Rewrite the listing from its start through the line containing "[[199, 127]]", requests included, and scale every answer coordinate by 2.55, rounding each result to a whole number with halves rounded up. Leave the sample coordinates inside the requests unchanged.

═════ Information shown ═════

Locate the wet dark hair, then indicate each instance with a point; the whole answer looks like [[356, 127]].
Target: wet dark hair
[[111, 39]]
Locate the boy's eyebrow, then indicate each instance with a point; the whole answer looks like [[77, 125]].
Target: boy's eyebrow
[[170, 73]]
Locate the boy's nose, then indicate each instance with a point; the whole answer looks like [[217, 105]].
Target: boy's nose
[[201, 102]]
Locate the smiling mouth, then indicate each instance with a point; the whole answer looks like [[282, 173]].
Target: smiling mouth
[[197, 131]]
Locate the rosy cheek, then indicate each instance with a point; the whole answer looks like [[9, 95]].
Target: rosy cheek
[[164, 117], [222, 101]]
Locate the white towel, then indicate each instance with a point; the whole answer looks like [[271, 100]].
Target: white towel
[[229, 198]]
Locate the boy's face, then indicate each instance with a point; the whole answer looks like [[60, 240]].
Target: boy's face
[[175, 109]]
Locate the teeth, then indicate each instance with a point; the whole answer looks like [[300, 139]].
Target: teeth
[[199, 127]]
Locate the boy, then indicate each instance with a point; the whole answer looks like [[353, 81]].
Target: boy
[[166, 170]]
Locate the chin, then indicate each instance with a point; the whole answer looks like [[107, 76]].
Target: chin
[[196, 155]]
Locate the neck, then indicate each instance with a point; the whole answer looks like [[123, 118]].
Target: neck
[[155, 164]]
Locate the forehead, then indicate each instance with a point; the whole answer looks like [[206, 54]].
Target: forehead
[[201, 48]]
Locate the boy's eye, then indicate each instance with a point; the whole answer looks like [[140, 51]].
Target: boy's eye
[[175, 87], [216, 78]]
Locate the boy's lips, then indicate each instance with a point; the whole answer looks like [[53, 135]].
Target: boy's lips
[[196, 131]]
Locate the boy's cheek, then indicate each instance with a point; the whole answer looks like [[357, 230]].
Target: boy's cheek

═════

Full solution
Locate the wet dark hair, then indicate each instance with a point; the whole answer looks like [[356, 127]].
Target: wet dark hair
[[283, 99]]
Locate the boy's eyebrow, then indicate each instance with a point; the whole answer looks like [[77, 125]].
Target: boy's eyebrow
[[434, 186]]
Locate the boy's nose, then indicate each instance with a point; the whole answer looks like [[217, 105]].
Target: boy's nose
[[513, 260]]
Locate the smiling mouth, then indicate each instance with a point; the whole answer looks like [[282, 173]].
Target: smiling mouth
[[502, 334]]
Locate the rosy cheek, then indicate each instance with a point; the whole answer looks like [[9, 95]].
Target: rosy cheek
[[418, 298], [566, 258]]
Locate the white towel, then indicate each instance with a point; the whole answer looks like [[271, 100]].
Target: white towel
[[584, 505]]
Locate the boy's face, then indicate each instance with a point; the whole answer looks like [[60, 240]].
Target: boy's face
[[446, 278]]
Locate the teeth, then indicate each instance with a point; the whole answer looks like [[300, 139]].
Target: teeth
[[507, 324]]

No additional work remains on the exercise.